> [Collected data entries]:
___
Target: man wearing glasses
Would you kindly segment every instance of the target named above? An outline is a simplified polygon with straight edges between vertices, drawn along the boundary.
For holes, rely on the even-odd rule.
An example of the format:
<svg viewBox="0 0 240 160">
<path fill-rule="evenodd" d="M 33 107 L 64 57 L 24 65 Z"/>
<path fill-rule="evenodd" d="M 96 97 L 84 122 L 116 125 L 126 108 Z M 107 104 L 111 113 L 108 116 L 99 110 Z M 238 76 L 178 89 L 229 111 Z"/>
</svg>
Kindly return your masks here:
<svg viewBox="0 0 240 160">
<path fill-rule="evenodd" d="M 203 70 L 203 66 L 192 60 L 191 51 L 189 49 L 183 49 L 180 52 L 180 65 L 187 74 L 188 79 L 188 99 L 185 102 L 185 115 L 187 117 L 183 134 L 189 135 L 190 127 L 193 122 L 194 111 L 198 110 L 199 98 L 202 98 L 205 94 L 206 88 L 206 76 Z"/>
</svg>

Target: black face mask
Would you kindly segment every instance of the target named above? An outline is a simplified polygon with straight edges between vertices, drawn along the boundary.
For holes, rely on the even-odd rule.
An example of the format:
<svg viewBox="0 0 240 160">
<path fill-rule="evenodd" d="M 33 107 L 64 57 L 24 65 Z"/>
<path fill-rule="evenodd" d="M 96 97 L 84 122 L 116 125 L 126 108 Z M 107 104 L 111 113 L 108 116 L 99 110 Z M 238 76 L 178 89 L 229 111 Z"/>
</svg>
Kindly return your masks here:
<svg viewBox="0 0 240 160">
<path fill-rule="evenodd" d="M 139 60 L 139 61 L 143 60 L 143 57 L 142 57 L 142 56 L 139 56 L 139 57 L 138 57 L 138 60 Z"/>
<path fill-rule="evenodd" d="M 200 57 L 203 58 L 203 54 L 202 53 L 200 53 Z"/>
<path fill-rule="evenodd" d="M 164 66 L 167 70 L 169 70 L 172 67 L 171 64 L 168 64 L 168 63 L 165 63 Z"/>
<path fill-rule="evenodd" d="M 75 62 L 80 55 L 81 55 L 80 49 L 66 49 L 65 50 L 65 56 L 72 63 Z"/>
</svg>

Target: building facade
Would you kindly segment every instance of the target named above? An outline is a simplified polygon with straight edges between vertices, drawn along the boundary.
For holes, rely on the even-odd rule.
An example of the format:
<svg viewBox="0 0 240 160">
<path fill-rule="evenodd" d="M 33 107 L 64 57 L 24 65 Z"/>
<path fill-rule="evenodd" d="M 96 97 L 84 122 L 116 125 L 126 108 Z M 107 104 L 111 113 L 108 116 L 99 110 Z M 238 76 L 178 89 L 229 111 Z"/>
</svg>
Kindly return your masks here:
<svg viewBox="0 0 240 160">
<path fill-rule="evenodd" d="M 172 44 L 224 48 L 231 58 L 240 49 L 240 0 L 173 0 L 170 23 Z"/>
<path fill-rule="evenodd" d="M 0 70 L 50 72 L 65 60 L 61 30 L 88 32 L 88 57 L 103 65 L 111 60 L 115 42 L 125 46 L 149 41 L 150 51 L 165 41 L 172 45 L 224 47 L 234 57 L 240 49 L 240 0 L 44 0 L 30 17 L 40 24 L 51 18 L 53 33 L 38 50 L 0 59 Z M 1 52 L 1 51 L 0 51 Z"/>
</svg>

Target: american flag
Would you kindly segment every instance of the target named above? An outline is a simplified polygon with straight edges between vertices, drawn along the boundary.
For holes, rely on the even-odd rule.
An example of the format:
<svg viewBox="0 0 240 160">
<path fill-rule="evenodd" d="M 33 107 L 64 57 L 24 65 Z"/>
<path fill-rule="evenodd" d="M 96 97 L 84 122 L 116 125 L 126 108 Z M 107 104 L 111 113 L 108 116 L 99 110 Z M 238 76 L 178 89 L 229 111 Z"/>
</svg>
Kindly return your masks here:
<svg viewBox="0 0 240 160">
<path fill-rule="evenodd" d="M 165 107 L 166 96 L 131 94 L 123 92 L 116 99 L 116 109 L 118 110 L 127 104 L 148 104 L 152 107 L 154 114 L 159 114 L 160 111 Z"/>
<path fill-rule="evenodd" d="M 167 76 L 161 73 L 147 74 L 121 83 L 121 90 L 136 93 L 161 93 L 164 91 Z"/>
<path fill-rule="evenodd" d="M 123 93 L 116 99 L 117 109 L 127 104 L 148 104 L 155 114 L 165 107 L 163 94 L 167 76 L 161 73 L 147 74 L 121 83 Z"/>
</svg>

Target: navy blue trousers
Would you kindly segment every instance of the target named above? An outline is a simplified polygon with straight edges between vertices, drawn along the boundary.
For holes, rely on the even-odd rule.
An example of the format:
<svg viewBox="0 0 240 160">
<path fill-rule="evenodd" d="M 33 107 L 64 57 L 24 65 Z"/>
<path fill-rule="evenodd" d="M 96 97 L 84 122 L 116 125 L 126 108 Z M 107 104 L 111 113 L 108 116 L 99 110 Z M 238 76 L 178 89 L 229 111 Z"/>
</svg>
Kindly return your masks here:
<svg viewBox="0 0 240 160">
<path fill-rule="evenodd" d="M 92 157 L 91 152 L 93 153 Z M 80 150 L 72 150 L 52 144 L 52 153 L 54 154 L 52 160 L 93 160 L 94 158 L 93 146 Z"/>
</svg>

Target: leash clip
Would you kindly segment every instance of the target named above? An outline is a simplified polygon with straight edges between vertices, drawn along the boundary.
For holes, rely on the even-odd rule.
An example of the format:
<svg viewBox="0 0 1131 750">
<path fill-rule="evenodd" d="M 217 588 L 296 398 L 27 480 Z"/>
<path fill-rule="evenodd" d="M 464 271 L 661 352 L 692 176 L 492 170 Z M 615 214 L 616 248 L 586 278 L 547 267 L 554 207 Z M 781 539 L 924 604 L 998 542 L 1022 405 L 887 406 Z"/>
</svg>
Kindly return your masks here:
___
> [Work instruction]:
Retype the entries exactly; leave nothing out.

> [Expected answer]:
Target: man wearing glasses
Would you kindly segment every instance of the target named above? An outline is a simplified polygon with straight edges between vertices, drawn along the boundary.
For holes, rely on the even-odd rule.
An example of the format:
<svg viewBox="0 0 240 160">
<path fill-rule="evenodd" d="M 33 107 L 64 57 L 24 65 Z"/>
<path fill-rule="evenodd" d="M 96 97 L 84 122 L 116 125 L 126 108 Z M 107 104 L 111 113 L 108 116 L 99 110 Z M 238 76 L 178 89 L 229 111 Z"/>
</svg>
Kindly return your masks here:
<svg viewBox="0 0 240 160">
<path fill-rule="evenodd" d="M 203 70 L 203 66 L 192 60 L 191 51 L 189 49 L 183 49 L 180 52 L 180 65 L 187 74 L 188 79 L 188 99 L 185 102 L 185 115 L 187 117 L 183 134 L 189 135 L 190 127 L 193 122 L 194 111 L 198 110 L 199 98 L 202 98 L 205 94 L 206 88 L 206 76 Z"/>
</svg>

Target: black face mask
Would you kindly segment every instance of the target named above? An outline is a simplified polygon with straight edges between vertices, drawn along the boundary.
For holes, rely on the even-odd rule.
An example of the format:
<svg viewBox="0 0 240 160">
<path fill-rule="evenodd" d="M 33 107 L 64 57 L 24 65 Z"/>
<path fill-rule="evenodd" d="M 96 97 L 84 122 L 116 125 L 126 108 Z M 107 104 L 111 113 L 108 116 L 99 110 Z M 238 76 L 178 89 L 229 111 Z"/>
</svg>
Kindly return your masks here:
<svg viewBox="0 0 240 160">
<path fill-rule="evenodd" d="M 139 60 L 139 61 L 143 60 L 143 57 L 142 57 L 142 56 L 139 56 L 139 57 L 138 57 L 138 60 Z"/>
<path fill-rule="evenodd" d="M 200 57 L 203 58 L 203 54 L 202 53 L 200 53 Z"/>
<path fill-rule="evenodd" d="M 164 66 L 167 70 L 169 70 L 172 67 L 171 64 L 168 64 L 168 63 L 165 63 Z"/>
<path fill-rule="evenodd" d="M 75 62 L 80 55 L 81 55 L 80 49 L 66 49 L 65 50 L 65 56 L 72 63 Z"/>
</svg>

Target: building facade
Would you kindly segment every instance of the target named above? An outline is a simplified polygon with straight edges between vertices, drawn along the boundary.
For holes, rely on the even-odd rule.
An example of the format:
<svg viewBox="0 0 240 160">
<path fill-rule="evenodd" d="M 33 107 L 64 57 L 24 65 Z"/>
<path fill-rule="evenodd" d="M 96 97 L 84 122 L 116 125 L 126 108 Z M 107 104 L 111 113 L 108 116 L 99 110 Z M 238 76 L 178 89 L 229 111 Z"/>
</svg>
Kindly return your masks here:
<svg viewBox="0 0 240 160">
<path fill-rule="evenodd" d="M 172 44 L 224 48 L 231 58 L 240 49 L 240 0 L 173 0 L 170 23 Z"/>
<path fill-rule="evenodd" d="M 0 70 L 50 72 L 65 60 L 61 30 L 88 32 L 88 57 L 103 65 L 111 60 L 115 42 L 125 46 L 149 41 L 150 51 L 165 41 L 172 45 L 224 47 L 234 57 L 240 49 L 240 0 L 44 0 L 30 17 L 40 24 L 51 18 L 53 33 L 38 50 L 0 59 Z M 1 52 L 1 51 L 0 51 Z"/>
</svg>

Target: american flag
Would you kindly segment every instance of the target named above? An outline is a simplified polygon with straight edges between vertices, drawn along the boundary.
For holes, rely on the even-odd rule.
An example of the format:
<svg viewBox="0 0 240 160">
<path fill-rule="evenodd" d="M 33 107 L 64 57 L 24 65 Z"/>
<path fill-rule="evenodd" d="M 96 97 L 84 122 L 116 125 L 126 108 Z M 107 104 L 111 113 L 108 116 L 99 110 Z M 238 76 L 178 89 L 229 111 Z"/>
</svg>
Kindly return your masks here:
<svg viewBox="0 0 240 160">
<path fill-rule="evenodd" d="M 165 107 L 166 96 L 131 94 L 123 92 L 116 99 L 116 109 L 118 110 L 127 104 L 148 104 L 152 107 L 154 114 L 159 114 L 160 111 Z"/>
<path fill-rule="evenodd" d="M 167 76 L 161 73 L 147 74 L 121 83 L 121 90 L 136 93 L 161 93 L 164 91 Z"/>
<path fill-rule="evenodd" d="M 123 93 L 116 99 L 117 109 L 127 104 L 148 104 L 155 114 L 165 107 L 163 94 L 167 76 L 161 73 L 147 74 L 121 83 Z"/>
</svg>

Target: navy blue trousers
Would you kindly segment every instance of the target named above? An outline is a simplified polygon with straight edges between vertices, drawn along the boundary.
For holes, rely on the even-odd rule.
An example of the format:
<svg viewBox="0 0 240 160">
<path fill-rule="evenodd" d="M 33 107 L 64 57 L 24 65 Z"/>
<path fill-rule="evenodd" d="M 96 97 L 84 122 L 116 125 L 126 108 Z M 107 104 L 111 113 L 108 116 L 99 110 Z M 238 76 L 178 89 L 229 111 Z"/>
</svg>
Kindly return your masks here:
<svg viewBox="0 0 240 160">
<path fill-rule="evenodd" d="M 92 157 L 91 152 L 93 153 Z M 80 150 L 72 150 L 52 144 L 52 153 L 54 154 L 52 160 L 93 160 L 94 158 L 93 146 Z"/>
</svg>

Target: leash clip
Would you kindly segment every instance of the target named above? An outline is a simplified polygon with straight edges between vertices, drawn along the boundary.
For holes, rely on the even-odd rule.
An example of the format:
<svg viewBox="0 0 1131 750">
<path fill-rule="evenodd" d="M 217 588 L 296 398 L 27 480 Z"/>
<path fill-rule="evenodd" d="M 464 271 L 661 352 L 692 176 L 492 170 Z M 615 214 L 616 248 L 586 278 L 547 267 L 554 207 Z M 781 539 L 924 604 L 998 542 L 1022 405 L 887 406 Z"/>
</svg>
Kindly return your masks here:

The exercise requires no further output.